» **Task requirements**: Transcribe the records in full, keeping every character as it is.

Data entries
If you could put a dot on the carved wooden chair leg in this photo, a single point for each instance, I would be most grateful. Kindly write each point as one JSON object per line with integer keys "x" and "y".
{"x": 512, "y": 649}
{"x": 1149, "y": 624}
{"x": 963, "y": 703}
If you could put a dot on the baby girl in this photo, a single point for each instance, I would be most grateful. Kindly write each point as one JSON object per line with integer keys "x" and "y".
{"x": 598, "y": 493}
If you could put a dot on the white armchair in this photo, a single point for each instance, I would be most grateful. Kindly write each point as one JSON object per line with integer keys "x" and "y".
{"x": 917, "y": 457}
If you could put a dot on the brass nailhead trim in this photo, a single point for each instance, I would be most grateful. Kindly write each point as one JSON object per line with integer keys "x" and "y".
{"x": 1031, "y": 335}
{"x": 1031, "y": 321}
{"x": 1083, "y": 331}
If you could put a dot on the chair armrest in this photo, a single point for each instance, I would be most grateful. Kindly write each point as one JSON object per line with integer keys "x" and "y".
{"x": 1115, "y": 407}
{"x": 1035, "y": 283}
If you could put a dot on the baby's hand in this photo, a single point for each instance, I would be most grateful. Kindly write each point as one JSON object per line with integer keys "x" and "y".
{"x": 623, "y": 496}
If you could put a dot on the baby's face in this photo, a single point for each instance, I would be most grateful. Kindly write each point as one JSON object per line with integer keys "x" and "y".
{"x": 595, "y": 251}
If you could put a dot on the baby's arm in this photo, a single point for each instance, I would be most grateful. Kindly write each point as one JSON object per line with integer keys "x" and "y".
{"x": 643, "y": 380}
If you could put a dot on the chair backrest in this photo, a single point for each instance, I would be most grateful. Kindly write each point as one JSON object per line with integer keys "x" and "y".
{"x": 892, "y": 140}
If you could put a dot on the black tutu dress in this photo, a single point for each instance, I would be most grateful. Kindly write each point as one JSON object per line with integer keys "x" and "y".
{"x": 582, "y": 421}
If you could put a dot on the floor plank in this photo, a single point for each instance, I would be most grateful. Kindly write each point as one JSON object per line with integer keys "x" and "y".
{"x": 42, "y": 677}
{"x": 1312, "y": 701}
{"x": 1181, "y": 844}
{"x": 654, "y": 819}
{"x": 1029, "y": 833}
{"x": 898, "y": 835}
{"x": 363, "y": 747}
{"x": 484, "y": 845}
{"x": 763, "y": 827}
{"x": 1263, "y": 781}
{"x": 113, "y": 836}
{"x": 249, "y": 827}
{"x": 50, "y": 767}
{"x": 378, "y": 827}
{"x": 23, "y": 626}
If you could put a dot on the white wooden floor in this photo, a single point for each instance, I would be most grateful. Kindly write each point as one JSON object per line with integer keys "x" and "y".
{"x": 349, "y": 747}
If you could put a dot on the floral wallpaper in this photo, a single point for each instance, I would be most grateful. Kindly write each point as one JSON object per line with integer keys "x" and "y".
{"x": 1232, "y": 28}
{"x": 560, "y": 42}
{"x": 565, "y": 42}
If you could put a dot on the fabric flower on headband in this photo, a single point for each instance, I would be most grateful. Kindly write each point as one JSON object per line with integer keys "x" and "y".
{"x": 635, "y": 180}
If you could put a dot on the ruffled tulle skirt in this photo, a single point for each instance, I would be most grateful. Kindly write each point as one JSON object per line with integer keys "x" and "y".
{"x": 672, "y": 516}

» **Output below**:
If you could put a dot on the carved wooden chair leg in this photo, a single point for each instance, I would be most grateful. Kindly write each point as one JSON object per line with integer keys "x" and "y".
{"x": 512, "y": 649}
{"x": 1149, "y": 624}
{"x": 963, "y": 703}
If you could put a dot on the baby girl in this photo, a single point for each instance, I would be most grateful. Kindly write each point as one JSON object per line with integer keys "x" and "y".
{"x": 598, "y": 493}
If you could put a dot on the white armchair in this photo, a single point for each instance, I would be most grateful. Kindly write each point as one JSON object per line with integer keys "x" and "y".
{"x": 917, "y": 457}
If you could put a dot on the brass nailhead trim in this photo, a single point for each instance, I would be most grateful. Kindly write each point as one JSON object per line with integer keys "x" and "y".
{"x": 1031, "y": 335}
{"x": 1031, "y": 321}
{"x": 1083, "y": 331}
If you could put a dot on the chair armrest in this photo, a single point for each instance, I would be most grateful. Kindly write each point as one JSON object per line with integer keys "x" and "y".
{"x": 1115, "y": 407}
{"x": 1035, "y": 283}
If you could put a dot on the baby's hand in this photo, a single point for each instance, I would be most grateful. Kindly write each point as one JSON object per line with integer keys "x" and "y".
{"x": 623, "y": 496}
If you could put a dot on the baby's face in this photo, a single point for each instance, I would be most grateful. Kindly write each point as one JSON object per line with integer keys "x" and "y".
{"x": 595, "y": 251}
If you could put a dot on the baby's arm in this photo, a single point for each instance, I would be most grateful. Kindly write each point as one JSON object per line with integer keys "x" and "y".
{"x": 643, "y": 380}
If you could put a dot on the chair backrest in this photo, a single point for each instance, I would be most grateful. Kindly write each point as one JSON object per line with integer keys "x" and "y".
{"x": 892, "y": 140}
If you could put a dot on the black tutu dress in this photo, a single point for each instance, I would be most grateful. Kindly write each point as one JSON object per line with integer keys "x" and "y".
{"x": 582, "y": 421}
If you could put a dot on the floor plank in this photo, a single point for each instance, I would be most grateful. Kindly write each point as one JSON object per line with integer keys "x" and "y".
{"x": 42, "y": 677}
{"x": 1312, "y": 701}
{"x": 1181, "y": 844}
{"x": 654, "y": 819}
{"x": 1029, "y": 833}
{"x": 898, "y": 835}
{"x": 363, "y": 747}
{"x": 484, "y": 845}
{"x": 763, "y": 827}
{"x": 1263, "y": 781}
{"x": 113, "y": 836}
{"x": 249, "y": 827}
{"x": 50, "y": 767}
{"x": 378, "y": 827}
{"x": 23, "y": 626}
If you could put a dot on the white wooden floor in this photo, a single point for each instance, I would be most grateful. Kindly write each point as one JSON object per line with integer keys "x" and "y".
{"x": 349, "y": 747}
If you could put a dot on the floral wallpaper in this photo, a single point for each instance, I would be most grateful. Kindly write each point as one JSON object per line with integer keys "x" and "y".
{"x": 1232, "y": 28}
{"x": 560, "y": 42}
{"x": 565, "y": 42}
If you could put a dot on the fabric flower on headband in this photo, a single point for each instance, I would be most grateful. Kindly write each point as one JSON object per line with integer keys "x" and "y".
{"x": 635, "y": 180}
If you could put a dot on the ruffled tulle skirt in this photo, a single point for each instance, I would be most grateful. Kindly write each point as one JSON object per line with integer keys "x" and "y".
{"x": 672, "y": 516}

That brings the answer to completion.